Please extract the stretch from "So, I started" through "I haven’t caved." in the piece about cutting back on Diet Coke, copying it word for word.

SELECTED PASSAGE:
>>>>>
So Hard to Say Good-Bye

I love me some Diet Coke.  I can’t function without it.  I get mad when a restaurant offers Pepsi when I order a Diet Coke because ewwww; it’s DC or nothing, baby.  My co-workers know I’m in my cube each morning when they hear the crack and hiss of my first can opening. I need my daily dose of caffeine and coffee gives me heartburn. Plus I only like coffee that’s loaded up with cream and sugar – not the healthiest choice. I know aspartame is awful for you and DC is all chemicals but as I think KickyBoots has so rightfully pointed out in the past: there is nothing like the sweet burn of aspartame at the back of your throat to get you going.

The problem is I drink a lot of Diet Coke.  If it’s available I will drink it until it’s gone.  I drink a lot of fluids every day (60-90 oz) and if there is DC around I will guzzle it down before I have any water. A couple of weeks ago, after cracking open my 4th or 5th DC of the day I realized how much I was vibrating.  And I wasn’t sleeping well, either.  Hmmmm…maybe it was time to cut back on the DC?

So, I started to wean myself down to one 20 oz. bottle a day. Then I ran out and didn’t buy any more.  I’ve done this before; I detoxed off DC and stayed off the junk for nearly 2 years before I tumbled off the wagon straight into a vat of its bubbly goodness. So I knew I could do it again. The caffeine withdrawal sucked.  I had headaches and was so very tired – like cat nap after work tired.  But then the fog began to clear and the headaches went away.  I’m drinking a ton of water and iced tea in place of my usual daily 6-pack and I’m not so tired anymore.  Except for 3:00 PM each afternoon, then I would give my right pinkie for a cold Diet Coke.  But, so far I haven’t caved.
<<<<<
GIVEN RECORDS:
>>>>>
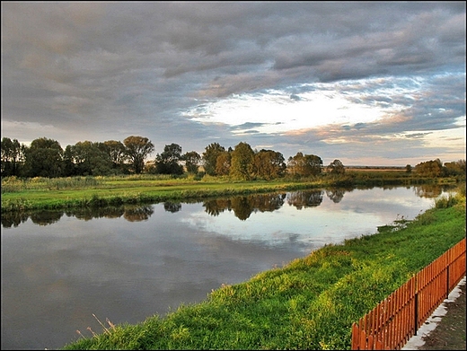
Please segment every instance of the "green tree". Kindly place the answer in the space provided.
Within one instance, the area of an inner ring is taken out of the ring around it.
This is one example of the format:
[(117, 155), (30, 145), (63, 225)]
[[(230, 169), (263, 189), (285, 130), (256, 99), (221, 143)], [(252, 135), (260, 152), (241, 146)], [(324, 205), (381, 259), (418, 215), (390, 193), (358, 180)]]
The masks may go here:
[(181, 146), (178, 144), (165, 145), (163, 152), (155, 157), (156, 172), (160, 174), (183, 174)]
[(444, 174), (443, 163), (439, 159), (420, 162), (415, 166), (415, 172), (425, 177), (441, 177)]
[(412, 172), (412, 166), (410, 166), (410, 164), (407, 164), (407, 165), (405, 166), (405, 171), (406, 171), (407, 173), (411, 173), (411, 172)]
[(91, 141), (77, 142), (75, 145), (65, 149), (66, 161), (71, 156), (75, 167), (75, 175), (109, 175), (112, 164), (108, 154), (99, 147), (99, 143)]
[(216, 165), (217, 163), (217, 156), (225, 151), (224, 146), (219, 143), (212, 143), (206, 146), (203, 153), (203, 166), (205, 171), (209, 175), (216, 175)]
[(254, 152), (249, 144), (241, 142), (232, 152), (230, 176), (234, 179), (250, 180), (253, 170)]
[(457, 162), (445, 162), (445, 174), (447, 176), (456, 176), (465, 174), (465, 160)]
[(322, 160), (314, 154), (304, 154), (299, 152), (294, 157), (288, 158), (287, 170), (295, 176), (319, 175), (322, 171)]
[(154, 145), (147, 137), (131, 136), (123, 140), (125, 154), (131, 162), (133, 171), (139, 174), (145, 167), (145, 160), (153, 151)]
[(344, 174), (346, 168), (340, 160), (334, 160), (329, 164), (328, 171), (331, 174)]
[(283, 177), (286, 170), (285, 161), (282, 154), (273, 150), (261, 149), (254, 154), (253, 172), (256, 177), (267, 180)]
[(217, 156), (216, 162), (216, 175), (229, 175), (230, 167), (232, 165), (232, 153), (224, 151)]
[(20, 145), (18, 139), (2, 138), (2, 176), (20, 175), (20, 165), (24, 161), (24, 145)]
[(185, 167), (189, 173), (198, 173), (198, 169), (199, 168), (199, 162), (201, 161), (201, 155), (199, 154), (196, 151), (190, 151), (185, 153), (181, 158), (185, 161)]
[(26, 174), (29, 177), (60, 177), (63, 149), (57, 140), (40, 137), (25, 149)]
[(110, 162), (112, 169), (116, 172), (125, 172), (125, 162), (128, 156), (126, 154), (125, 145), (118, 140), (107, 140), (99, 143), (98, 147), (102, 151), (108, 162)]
<<<<<
SOLUTION FOR THIS TASK:
So, I started to wean myself down to one 20 oz. bottle a day. Then I ran out and didn’t buy any more.  I’ve done this before; I detoxed off DC and stayed off the junk for nearly 2 years before I tumbled off the wagon straight into a vat of its bubbly goodness. So I knew I could do it again. The caffeine withdrawal sucked.  I had headaches and was so very tired – like cat nap after work tired.  But then the fog began to clear and the headaches went away.  I’m drinking a ton of water and iced tea in place of my usual daily 6-pack and I’m not so tired anymore.  Except for 3:00 PM each afternoon, then I would give my right pinkie for a cold Diet Coke.  But, so far I haven’t caved.